*** Opening of Supplied material ***

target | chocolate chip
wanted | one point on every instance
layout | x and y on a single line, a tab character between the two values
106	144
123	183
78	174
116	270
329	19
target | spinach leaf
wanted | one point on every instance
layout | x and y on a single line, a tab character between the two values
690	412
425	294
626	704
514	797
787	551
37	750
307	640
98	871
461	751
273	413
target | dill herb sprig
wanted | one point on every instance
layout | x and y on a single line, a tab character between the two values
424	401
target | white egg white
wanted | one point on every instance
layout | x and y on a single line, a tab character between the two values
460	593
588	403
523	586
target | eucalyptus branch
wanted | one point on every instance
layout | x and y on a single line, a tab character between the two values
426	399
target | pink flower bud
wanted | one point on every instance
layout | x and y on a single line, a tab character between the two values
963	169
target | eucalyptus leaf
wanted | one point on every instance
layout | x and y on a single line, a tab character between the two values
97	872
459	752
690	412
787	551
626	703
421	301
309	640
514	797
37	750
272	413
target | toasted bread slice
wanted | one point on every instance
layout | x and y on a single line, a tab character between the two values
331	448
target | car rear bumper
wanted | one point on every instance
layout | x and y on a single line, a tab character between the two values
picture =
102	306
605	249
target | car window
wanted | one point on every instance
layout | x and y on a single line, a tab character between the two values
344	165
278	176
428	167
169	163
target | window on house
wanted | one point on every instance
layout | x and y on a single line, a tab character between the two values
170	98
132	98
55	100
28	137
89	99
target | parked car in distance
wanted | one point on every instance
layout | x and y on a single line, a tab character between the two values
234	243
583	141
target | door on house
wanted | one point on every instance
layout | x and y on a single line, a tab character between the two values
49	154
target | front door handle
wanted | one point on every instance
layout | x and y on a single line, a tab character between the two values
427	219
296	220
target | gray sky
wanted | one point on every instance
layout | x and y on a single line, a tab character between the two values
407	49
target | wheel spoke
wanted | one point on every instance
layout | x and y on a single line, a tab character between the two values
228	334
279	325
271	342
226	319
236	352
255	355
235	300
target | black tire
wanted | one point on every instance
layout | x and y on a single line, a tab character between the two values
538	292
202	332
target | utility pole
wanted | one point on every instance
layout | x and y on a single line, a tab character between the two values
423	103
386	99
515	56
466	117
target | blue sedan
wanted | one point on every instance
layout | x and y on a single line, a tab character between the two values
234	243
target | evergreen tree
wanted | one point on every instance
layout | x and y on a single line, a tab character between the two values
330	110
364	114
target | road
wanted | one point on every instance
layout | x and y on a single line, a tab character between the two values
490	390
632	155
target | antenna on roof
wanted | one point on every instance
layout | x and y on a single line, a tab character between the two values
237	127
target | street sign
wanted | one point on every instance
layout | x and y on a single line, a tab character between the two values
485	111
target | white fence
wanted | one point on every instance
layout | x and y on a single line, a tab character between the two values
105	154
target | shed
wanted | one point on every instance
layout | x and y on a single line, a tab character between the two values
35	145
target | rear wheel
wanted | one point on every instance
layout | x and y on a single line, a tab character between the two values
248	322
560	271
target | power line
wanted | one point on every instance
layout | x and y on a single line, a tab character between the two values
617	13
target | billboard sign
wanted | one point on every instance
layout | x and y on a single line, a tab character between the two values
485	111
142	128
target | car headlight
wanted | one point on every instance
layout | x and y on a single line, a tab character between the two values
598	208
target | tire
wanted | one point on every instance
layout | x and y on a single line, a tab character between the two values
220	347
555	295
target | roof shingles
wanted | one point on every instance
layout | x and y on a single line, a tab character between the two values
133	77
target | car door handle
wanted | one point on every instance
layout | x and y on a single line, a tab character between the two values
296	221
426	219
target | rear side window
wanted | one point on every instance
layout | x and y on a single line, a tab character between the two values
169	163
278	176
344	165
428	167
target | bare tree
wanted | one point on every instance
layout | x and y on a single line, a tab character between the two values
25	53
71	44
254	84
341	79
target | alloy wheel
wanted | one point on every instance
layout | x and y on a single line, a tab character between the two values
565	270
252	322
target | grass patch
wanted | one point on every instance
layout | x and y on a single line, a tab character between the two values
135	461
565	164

*** Close of Supplied material ***

▶ **Problem description**
Where does the word "wheel" appear in the records? Copy every line that holds it.

▶ **Solved exercise**
target | wheel spoke
target | rear wheel
target | alloy wheel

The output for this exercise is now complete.